*WHAT TO WORK ON:*
In the comments on copy editing, transcribe the stretch from "13. Oh, thank" through "matter, think again!" word for word.

*GIVEN TEXT:*
▬▬▬

  12. Absolutely agree. I've been in the business of writing, professionally, for 30 years. The fact is that copy-editors are essential. If they weren't, the professional publishing houses wouldn't use them – they have to keep costs down, after all. The hard fact is that authors are their own worst proof-editors, and having someone else professionally look over the work is a vital part of the whole process of chasing quality. That's separate from line-editing, the search for literals, inconsistencies and so forth, which is another skill again – and another task best handled by an external expert. Authors are WRITERS, not PROOFERS. Different skill set. Yes, it costs – but as you say, the pay-off is absolutely worth it.Matthew

  13. Oh, thank you! I stopped reading self-published books long ago because I was tired of all the errors – grammar, spelling, continuity and everything else under the sun. I used to work for a newspaper and people would send in their books in hopes of being reviewed. Our reviewer eventually refused to touch any more self-published books because it was impossible to be polite about some of the errors. We would leave the books around the building for people to pick up and take home, and eventually the self-published books would just start piling up because everyone was sick of trying to read the plot through all the errors!So – lesson to all authors. If you think getting a copy editor doesn't matter, think again!

  14. As a copy editor, thank you for pointing out that we provide a service based on education and experience that your mother, sister, aunt or bet friend can't.

  15. Giacomo, thanks very much for keeping this issue alive. Poor copy editing is my permission to not bother reading a book. I don't know how many free e-books I've browsed on amazon.com that are littered with grammatical problems. My personal favorite is the use of the apostrophe for plurals.One or two typos are forgivable, especially when they are not easily noticed (After my latest book was printed, I discovered a missing end quote, and the use of "which" when "who" was the correct form. These will be remedied in future printings).But here's a trend that I've been discovering: Mass Market publishing has relaxed its copy editing standards. Several mass market books, including bestsellers, have an alarming lack of editing that may not be as bad as the self-published newbie without the copy editor, but I am placing my bets on independent publishing to become the bastion of the more carefully edited work. We independents have been viewed as second-class, and when you're in second place, you try harder. That's a good habit. Oh — and by the way, it's really good to have two editors — you can't afford not to these days.

  16. I have to agree with Mr. Giammatteo. The difference between a good manuscript and a bookshelf ready book is a copy editor, in my opinion. For the 95% of us, no matter how often, or thoroughly you read your own writing, you're going to miss many of those "goofs" he points out. I use the same editor for content criticism as I do for copy editing. It's almost like partnering, and the input I gain makes all the difference in the final product. You don't necessarily have to accept all comments and suggestions, but at least you have the opportunity to consider them.
▬▬▬
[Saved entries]
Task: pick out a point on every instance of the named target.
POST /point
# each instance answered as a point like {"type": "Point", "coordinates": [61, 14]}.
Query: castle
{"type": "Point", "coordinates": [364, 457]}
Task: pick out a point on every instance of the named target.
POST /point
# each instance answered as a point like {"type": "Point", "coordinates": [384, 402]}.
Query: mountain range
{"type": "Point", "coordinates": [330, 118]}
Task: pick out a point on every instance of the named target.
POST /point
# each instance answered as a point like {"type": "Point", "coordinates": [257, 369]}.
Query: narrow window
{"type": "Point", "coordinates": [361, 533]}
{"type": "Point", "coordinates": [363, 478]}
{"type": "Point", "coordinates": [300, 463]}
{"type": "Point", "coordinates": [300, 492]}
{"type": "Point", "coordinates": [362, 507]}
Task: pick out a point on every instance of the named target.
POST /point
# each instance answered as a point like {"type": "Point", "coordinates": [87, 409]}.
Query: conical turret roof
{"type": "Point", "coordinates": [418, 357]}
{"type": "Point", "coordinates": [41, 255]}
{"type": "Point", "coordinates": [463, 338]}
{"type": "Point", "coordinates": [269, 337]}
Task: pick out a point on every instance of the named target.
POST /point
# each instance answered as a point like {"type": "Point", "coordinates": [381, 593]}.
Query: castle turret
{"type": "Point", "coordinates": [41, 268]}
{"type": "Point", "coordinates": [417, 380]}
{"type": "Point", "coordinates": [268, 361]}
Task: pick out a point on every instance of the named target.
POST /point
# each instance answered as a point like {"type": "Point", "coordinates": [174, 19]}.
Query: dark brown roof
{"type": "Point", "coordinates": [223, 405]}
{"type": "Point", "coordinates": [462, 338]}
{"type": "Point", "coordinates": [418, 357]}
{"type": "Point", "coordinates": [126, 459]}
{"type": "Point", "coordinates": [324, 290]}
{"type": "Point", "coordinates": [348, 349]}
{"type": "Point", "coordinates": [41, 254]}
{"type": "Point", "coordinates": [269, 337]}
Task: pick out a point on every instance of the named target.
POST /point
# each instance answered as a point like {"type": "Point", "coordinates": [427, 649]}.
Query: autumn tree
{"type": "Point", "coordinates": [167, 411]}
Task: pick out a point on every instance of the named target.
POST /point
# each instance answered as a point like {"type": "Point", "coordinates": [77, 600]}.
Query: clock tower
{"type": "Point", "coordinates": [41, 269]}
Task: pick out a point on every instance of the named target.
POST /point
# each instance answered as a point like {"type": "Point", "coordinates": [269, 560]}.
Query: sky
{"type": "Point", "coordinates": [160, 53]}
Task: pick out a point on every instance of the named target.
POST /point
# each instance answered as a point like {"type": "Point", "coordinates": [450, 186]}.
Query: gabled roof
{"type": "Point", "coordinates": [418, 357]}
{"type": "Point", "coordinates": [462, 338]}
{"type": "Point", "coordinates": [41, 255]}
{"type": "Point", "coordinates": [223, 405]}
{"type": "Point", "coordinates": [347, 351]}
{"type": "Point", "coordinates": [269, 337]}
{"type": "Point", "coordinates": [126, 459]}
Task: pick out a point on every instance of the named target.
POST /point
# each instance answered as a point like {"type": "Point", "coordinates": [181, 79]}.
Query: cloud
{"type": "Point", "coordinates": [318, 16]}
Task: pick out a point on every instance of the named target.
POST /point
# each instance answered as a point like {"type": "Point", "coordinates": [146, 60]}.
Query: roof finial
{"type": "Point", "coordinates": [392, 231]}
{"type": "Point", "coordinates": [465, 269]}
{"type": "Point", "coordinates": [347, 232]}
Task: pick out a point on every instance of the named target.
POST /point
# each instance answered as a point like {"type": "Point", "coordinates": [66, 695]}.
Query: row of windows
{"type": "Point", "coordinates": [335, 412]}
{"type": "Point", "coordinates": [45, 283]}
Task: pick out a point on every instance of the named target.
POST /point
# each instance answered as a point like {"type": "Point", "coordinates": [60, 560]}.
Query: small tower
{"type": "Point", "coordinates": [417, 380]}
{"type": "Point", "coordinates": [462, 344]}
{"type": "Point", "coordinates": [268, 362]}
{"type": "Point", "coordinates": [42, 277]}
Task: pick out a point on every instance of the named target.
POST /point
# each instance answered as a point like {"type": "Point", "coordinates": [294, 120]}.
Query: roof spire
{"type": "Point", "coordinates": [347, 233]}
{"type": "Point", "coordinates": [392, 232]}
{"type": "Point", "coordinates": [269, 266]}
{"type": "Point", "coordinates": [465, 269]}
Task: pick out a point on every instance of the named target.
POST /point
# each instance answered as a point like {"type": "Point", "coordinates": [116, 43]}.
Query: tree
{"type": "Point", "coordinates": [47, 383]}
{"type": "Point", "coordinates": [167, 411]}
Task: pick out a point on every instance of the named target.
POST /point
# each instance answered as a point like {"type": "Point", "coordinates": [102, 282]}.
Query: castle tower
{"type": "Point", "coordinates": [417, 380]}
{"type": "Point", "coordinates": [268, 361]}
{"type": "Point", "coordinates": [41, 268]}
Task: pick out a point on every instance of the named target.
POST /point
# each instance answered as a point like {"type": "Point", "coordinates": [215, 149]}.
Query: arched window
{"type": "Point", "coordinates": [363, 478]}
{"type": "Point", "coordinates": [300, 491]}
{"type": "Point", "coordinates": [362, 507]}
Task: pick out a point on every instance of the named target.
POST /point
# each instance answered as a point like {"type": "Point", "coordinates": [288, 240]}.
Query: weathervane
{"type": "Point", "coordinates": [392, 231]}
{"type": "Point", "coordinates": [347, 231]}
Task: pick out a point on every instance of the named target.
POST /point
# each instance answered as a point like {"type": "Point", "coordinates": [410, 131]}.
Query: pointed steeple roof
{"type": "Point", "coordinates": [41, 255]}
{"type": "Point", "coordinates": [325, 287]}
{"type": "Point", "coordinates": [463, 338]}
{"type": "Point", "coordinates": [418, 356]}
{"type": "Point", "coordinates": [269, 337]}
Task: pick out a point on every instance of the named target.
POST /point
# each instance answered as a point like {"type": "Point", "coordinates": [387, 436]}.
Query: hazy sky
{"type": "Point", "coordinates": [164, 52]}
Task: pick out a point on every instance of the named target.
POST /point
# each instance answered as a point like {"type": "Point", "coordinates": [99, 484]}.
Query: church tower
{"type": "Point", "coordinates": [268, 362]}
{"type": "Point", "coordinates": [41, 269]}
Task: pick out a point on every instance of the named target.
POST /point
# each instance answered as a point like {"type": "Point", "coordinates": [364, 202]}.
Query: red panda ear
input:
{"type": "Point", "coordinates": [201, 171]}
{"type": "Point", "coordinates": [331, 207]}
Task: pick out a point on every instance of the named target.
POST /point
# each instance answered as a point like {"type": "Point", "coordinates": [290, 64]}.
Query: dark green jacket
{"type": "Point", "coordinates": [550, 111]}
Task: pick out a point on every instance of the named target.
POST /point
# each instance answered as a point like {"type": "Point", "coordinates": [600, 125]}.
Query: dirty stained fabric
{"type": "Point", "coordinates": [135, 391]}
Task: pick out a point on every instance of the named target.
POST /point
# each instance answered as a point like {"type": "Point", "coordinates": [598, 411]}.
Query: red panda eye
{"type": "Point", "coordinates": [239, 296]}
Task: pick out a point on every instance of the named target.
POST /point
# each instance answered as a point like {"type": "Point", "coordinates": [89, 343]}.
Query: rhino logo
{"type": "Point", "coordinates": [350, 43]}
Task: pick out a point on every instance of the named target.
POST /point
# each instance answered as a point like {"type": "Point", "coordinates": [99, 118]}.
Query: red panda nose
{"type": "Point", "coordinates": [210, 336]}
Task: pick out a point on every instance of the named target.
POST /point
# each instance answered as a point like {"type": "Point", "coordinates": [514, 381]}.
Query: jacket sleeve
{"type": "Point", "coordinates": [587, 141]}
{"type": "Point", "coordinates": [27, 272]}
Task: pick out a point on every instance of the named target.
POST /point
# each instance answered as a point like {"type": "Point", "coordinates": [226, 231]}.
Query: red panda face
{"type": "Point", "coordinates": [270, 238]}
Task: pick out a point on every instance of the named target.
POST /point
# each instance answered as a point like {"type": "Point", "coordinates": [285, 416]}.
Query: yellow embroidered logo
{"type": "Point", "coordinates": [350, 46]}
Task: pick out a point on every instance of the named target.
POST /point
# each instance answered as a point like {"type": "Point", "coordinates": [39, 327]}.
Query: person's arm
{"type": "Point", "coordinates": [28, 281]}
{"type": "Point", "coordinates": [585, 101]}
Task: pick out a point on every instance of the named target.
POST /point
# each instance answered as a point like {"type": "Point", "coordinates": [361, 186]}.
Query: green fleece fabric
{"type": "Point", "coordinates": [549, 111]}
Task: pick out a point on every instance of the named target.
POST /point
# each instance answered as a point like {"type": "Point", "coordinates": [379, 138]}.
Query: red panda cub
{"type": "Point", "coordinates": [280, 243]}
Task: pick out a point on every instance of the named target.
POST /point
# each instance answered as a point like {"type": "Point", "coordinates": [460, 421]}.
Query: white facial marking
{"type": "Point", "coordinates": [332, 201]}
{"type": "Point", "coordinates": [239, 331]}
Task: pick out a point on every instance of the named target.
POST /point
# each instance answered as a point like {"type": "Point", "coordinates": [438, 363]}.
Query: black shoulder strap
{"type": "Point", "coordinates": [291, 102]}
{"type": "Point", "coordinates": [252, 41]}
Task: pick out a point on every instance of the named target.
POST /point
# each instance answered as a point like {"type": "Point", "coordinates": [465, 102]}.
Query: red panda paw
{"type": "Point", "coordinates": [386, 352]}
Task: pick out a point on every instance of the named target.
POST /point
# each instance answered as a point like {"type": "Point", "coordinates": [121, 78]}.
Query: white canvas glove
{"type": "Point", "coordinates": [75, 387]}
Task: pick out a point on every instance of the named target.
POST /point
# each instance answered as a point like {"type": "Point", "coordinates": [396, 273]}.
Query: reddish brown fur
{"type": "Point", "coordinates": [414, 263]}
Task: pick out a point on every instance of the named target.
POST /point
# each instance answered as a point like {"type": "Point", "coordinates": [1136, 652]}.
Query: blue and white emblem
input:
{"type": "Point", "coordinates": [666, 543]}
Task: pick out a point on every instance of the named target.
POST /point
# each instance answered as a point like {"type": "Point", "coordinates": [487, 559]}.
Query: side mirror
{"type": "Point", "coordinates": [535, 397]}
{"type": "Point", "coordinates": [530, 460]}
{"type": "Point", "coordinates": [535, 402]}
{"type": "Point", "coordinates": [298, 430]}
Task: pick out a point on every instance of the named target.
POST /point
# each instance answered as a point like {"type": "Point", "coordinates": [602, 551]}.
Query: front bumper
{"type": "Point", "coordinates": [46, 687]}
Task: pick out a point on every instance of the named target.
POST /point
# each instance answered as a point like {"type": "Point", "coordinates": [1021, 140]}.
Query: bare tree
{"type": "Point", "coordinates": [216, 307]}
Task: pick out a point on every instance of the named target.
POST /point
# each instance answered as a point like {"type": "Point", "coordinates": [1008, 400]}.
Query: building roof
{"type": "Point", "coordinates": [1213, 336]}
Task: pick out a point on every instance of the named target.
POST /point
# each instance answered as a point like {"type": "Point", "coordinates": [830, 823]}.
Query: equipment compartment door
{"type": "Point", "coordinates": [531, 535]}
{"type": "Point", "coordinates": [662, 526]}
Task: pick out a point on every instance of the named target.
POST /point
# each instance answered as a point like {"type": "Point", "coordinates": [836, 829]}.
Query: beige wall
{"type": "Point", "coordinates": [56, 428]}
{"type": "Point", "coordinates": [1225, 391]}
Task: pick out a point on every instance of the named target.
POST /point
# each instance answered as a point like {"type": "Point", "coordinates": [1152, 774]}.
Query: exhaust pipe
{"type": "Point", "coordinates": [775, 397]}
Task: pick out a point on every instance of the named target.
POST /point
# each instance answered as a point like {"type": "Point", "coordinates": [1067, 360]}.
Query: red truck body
▬▬▬
*RESULT OF THE EXERCISE:*
13. Oh, thank you! I stopped reading self-published books long ago because I was tired of all the errors – grammar, spelling, continuity and everything else under the sun. I used to work for a newspaper and people would send in their books in hopes of being reviewed. Our reviewer eventually refused to touch any more self-published books because it was impossible to be polite about some of the errors. We would leave the books around the building for people to pick up and take home, and eventually the self-published books would just start piling up because everyone was sick of trying to read the plot through all the errors!So – lesson to all authors. If you think getting a copy editor doesn't matter, think again!